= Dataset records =
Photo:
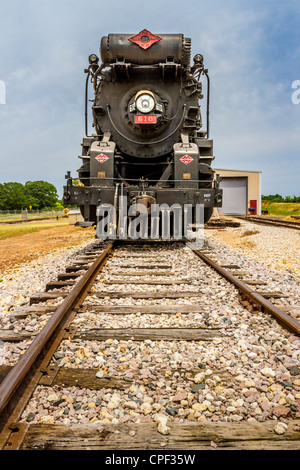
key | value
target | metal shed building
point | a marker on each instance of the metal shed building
(241, 192)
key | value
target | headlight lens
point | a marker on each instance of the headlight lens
(145, 103)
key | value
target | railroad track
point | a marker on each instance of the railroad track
(78, 368)
(269, 221)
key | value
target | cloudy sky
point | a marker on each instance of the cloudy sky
(251, 48)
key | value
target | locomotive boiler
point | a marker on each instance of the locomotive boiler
(148, 147)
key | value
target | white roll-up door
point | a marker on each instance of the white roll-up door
(235, 196)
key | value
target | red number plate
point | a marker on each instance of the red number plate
(145, 119)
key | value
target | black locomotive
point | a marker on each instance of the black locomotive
(147, 147)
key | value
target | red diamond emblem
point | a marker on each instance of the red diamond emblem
(186, 159)
(145, 39)
(101, 158)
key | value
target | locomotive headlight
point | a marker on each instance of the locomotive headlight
(145, 101)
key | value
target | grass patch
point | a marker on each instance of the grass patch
(282, 209)
(9, 231)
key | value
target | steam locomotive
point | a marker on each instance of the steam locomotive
(147, 148)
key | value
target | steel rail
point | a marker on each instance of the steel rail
(271, 222)
(13, 380)
(279, 314)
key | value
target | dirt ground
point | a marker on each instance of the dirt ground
(18, 250)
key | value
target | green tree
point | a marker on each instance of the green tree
(41, 195)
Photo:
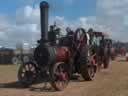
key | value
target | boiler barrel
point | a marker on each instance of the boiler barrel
(44, 6)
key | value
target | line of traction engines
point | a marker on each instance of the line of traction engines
(58, 62)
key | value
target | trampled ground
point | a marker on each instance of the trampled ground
(111, 82)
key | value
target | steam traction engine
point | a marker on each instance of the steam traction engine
(56, 62)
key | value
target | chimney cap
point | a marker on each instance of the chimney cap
(44, 4)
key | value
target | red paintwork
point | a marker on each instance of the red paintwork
(62, 53)
(126, 56)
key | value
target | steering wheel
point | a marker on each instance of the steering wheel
(79, 33)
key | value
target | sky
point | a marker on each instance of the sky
(20, 19)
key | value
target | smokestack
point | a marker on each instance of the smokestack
(44, 6)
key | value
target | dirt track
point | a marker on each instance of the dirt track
(112, 82)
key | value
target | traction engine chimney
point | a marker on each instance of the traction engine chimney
(44, 6)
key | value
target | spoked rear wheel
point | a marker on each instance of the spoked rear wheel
(87, 67)
(88, 71)
(59, 74)
(27, 74)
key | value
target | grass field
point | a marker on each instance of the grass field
(111, 82)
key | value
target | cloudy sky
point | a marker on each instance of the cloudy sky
(20, 19)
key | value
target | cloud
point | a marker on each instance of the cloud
(114, 14)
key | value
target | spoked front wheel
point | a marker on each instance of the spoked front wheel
(27, 74)
(59, 74)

= Task instructions =
In your copy, leave out the pictures and reproduce the material above exactly.

= Response below =
Photo:
key | value
target | metal shed building
point | a marker on each instance of the metal shed building
(241, 192)
key | value
target | headlight lens
point | a marker on each instance of the headlight lens
(145, 103)
key | value
target | railroad track
point | a marker on each instance of the railroad track
(78, 368)
(269, 221)
key | value
target | cloudy sky
point | a marker on each instance of the cloudy sky
(251, 48)
key | value
target | locomotive boiler
point | a marker on each instance of the locomotive boiler
(148, 147)
key | value
target | white roll-up door
point | a marker on each instance of the white roll-up door
(235, 196)
key | value
target | red number plate
point | a marker on each instance of the red number plate
(145, 119)
key | value
target | black locomotive
point | a marker on each instance of the black locomotive
(147, 147)
key | value
target | red diamond emblem
point | a marker on each instance of the red diamond emblem
(186, 159)
(145, 39)
(101, 158)
key | value
target | locomotive headlight
point | a marker on each instance of the locomotive headlight
(145, 101)
key | value
target | grass patch
point | a marker on each instance of the grass patch
(282, 209)
(9, 231)
key | value
target | steam locomotive
point | a marker on each instance of the steam locomotive
(147, 148)
key | value
target | steel rail
point | a marker on each instance of the steel rail
(271, 222)
(13, 380)
(279, 314)
key | value
target | dirt ground
point | a marker on each instance of the dirt ground
(18, 250)
key | value
target | green tree
point | a marker on each instance of the green tree
(41, 195)
Photo:
key | value
target | boiler barrel
point | a marker on each instance of the boiler barrel
(44, 6)
key | value
target | line of traction engines
point | a marker on each instance of the line of traction engines
(58, 62)
key | value
target | trampled ground
point | a marker on each instance of the trampled ground
(111, 82)
key | value
target | steam traction engine
point | a marker on each instance of the steam traction engine
(56, 62)
key | value
target | chimney cap
point | a marker on each instance of the chimney cap
(44, 4)
key | value
target | red paintwork
point | a marker on each instance of the red paintwork
(62, 53)
(126, 56)
key | value
target | steering wheel
point | a marker on each instance of the steering wheel
(79, 33)
key | value
target | sky
point | a marker on each instance of the sky
(20, 19)
key | value
target | smokestack
point | a marker on each instance of the smokestack
(44, 6)
key | value
target | dirt track
point | a marker on each instance of the dirt track
(112, 82)
key | value
target | traction engine chimney
point | a marker on each instance of the traction engine chimney
(44, 6)
key | value
target | spoked rear wheel
point | a marker on each instance of the spoked rear wheel
(87, 67)
(88, 71)
(59, 74)
(27, 74)
key | value
target | grass field
point | a marker on each instance of the grass field
(111, 82)
key | value
target | cloudy sky
point | a marker on each instance of the cloudy sky
(20, 19)
key | value
target | cloud
point | a marker on each instance of the cloud
(114, 14)
key | value
target | spoked front wheel
point | a marker on each instance of the spoked front wheel
(27, 74)
(59, 74)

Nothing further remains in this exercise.